:: WRITTEN INSTRUCTION ::
Collect every line in the rows below that contains the string "surface", treating uppercase and lowercase as different.

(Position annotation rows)
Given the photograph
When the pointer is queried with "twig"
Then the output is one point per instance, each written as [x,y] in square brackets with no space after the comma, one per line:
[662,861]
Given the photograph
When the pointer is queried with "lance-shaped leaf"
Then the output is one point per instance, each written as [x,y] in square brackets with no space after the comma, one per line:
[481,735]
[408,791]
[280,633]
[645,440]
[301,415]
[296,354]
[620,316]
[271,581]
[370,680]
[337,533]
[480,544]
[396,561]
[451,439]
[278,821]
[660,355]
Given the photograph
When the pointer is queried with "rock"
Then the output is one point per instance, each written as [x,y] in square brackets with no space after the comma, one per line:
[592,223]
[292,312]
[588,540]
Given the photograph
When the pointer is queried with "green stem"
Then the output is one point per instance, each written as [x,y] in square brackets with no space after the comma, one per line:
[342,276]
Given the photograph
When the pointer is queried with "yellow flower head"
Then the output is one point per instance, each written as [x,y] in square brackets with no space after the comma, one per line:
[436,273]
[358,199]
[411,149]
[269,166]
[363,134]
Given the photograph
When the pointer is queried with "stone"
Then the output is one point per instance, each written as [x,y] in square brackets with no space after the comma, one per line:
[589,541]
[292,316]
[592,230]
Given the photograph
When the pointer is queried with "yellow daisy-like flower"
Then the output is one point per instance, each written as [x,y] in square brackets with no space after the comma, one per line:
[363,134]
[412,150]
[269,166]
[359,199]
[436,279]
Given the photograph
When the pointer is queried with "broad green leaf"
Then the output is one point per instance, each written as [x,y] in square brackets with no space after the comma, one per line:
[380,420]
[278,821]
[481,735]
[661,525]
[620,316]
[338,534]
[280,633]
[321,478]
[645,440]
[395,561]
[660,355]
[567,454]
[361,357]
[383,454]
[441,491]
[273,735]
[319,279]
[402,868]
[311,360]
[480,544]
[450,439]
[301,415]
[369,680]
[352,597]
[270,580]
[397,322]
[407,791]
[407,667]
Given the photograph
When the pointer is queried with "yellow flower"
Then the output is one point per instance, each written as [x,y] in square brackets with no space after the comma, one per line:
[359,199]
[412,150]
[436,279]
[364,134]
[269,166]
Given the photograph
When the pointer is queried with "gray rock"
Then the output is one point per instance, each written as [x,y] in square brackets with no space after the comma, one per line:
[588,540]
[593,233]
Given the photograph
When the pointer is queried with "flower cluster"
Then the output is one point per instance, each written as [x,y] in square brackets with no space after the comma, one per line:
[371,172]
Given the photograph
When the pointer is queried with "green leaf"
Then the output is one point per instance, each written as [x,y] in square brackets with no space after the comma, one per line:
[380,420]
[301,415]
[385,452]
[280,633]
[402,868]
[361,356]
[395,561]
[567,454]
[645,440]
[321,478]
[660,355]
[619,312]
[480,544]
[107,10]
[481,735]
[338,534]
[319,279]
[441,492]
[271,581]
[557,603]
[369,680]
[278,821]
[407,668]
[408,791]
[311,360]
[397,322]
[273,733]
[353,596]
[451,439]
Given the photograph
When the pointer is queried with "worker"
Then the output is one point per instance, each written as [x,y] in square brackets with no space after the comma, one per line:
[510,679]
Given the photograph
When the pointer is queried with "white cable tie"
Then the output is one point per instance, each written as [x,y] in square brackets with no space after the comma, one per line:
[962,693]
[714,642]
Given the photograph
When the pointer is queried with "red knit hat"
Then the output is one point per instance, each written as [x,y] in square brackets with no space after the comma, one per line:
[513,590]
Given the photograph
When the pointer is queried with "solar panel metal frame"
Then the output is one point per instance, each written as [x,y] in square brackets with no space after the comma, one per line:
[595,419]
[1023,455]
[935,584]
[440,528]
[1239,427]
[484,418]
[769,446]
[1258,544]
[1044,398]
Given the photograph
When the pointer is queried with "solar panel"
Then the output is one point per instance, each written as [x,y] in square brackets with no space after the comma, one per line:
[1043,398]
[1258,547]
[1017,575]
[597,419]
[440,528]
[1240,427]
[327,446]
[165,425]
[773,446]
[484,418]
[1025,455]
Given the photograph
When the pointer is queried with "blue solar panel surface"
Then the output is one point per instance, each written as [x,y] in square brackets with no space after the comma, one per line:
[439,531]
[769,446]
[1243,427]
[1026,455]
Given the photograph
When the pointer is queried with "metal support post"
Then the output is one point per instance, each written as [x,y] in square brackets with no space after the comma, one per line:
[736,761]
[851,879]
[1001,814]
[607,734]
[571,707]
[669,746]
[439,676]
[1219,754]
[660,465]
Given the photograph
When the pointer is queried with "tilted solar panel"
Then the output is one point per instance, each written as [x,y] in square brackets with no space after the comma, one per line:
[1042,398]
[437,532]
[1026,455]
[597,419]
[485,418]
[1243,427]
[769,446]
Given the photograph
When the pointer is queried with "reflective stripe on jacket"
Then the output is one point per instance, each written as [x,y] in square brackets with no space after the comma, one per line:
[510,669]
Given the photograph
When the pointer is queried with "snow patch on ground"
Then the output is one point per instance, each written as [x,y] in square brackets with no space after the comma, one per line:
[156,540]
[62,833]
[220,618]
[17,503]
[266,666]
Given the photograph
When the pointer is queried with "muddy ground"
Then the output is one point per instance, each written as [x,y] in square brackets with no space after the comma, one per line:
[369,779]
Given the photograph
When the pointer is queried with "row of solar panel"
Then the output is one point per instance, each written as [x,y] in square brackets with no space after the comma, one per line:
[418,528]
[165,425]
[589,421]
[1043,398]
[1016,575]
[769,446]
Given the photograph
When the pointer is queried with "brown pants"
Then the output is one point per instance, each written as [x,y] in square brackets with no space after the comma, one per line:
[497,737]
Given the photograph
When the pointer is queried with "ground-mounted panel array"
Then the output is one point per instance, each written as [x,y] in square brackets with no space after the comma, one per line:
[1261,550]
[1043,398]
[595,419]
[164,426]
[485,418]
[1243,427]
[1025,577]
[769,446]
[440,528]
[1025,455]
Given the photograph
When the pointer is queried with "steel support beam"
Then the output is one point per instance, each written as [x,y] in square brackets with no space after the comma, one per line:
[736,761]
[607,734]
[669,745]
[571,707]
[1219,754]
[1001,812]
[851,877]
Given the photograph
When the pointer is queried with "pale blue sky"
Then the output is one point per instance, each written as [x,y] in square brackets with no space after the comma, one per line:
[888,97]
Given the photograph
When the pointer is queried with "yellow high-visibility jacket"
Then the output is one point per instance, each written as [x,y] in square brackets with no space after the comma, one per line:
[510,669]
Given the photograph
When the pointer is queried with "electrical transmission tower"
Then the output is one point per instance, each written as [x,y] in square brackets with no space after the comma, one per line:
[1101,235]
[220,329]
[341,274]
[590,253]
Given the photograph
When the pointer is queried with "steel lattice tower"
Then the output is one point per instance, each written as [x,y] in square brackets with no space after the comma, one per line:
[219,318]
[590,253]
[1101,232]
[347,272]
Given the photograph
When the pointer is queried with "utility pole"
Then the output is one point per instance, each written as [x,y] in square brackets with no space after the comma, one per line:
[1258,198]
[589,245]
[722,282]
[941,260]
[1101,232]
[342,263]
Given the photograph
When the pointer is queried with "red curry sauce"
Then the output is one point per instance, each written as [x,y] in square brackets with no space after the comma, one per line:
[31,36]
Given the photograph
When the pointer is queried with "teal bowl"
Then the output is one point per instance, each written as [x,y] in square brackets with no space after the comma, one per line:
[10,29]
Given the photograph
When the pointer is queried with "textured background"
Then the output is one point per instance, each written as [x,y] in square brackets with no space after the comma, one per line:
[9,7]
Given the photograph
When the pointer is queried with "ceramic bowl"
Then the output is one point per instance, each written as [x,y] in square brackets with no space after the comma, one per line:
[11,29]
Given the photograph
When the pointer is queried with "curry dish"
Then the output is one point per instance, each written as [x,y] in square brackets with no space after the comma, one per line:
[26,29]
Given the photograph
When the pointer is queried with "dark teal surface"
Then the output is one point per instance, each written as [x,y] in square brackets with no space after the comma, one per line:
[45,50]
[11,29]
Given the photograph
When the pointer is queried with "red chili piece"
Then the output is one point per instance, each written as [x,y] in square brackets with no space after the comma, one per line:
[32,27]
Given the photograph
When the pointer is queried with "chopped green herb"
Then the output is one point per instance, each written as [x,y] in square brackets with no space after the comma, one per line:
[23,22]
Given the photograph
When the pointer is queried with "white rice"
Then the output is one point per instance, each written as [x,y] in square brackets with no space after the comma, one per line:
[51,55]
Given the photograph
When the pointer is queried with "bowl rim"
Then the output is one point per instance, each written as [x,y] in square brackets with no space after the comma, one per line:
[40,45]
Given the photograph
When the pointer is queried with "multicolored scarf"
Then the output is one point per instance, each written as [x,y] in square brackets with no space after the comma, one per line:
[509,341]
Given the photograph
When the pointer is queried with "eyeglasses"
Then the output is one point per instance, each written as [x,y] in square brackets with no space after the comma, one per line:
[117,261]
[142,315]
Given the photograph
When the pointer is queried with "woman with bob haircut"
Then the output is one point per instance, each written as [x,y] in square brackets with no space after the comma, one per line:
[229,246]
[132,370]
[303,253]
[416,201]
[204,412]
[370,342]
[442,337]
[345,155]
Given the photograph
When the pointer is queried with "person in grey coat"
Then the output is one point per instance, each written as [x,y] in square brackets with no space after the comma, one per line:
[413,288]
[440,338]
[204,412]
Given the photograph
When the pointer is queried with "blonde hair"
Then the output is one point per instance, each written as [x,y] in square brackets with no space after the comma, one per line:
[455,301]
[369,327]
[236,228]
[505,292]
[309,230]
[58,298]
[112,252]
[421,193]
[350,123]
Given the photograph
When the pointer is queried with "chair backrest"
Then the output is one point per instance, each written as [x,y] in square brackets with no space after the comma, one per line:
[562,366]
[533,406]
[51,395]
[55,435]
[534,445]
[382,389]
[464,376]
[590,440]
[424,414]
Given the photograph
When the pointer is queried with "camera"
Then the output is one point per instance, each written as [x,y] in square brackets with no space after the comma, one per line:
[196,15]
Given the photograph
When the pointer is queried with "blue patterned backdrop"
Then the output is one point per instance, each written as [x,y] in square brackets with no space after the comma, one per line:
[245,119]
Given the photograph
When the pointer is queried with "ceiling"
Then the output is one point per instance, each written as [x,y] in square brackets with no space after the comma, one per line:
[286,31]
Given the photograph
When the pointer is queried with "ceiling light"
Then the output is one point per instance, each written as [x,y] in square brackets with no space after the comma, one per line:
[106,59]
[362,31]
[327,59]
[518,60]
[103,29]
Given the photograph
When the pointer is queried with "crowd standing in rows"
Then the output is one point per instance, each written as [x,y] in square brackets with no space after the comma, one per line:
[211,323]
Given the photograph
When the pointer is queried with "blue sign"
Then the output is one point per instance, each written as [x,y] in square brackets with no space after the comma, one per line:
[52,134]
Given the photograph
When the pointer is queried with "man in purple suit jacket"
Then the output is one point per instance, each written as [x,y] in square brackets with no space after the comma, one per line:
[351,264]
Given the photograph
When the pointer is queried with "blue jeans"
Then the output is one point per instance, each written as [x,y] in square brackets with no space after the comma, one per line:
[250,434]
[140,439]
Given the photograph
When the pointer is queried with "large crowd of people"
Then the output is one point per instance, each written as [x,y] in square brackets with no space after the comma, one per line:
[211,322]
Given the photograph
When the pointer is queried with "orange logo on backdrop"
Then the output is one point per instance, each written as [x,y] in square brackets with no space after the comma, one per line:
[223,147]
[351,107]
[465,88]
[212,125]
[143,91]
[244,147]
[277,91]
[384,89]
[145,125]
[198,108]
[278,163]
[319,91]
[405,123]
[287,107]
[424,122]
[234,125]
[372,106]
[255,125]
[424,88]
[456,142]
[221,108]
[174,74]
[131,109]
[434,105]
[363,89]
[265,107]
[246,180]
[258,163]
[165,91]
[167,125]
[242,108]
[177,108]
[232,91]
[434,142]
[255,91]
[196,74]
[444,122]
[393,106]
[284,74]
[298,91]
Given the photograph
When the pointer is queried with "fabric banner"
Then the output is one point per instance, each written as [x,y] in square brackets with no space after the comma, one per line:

:: RESULT OF THE TASK ::
When the pointer is queried with "blue solar panel surface"
When the pointer is queried with "dark teal surface"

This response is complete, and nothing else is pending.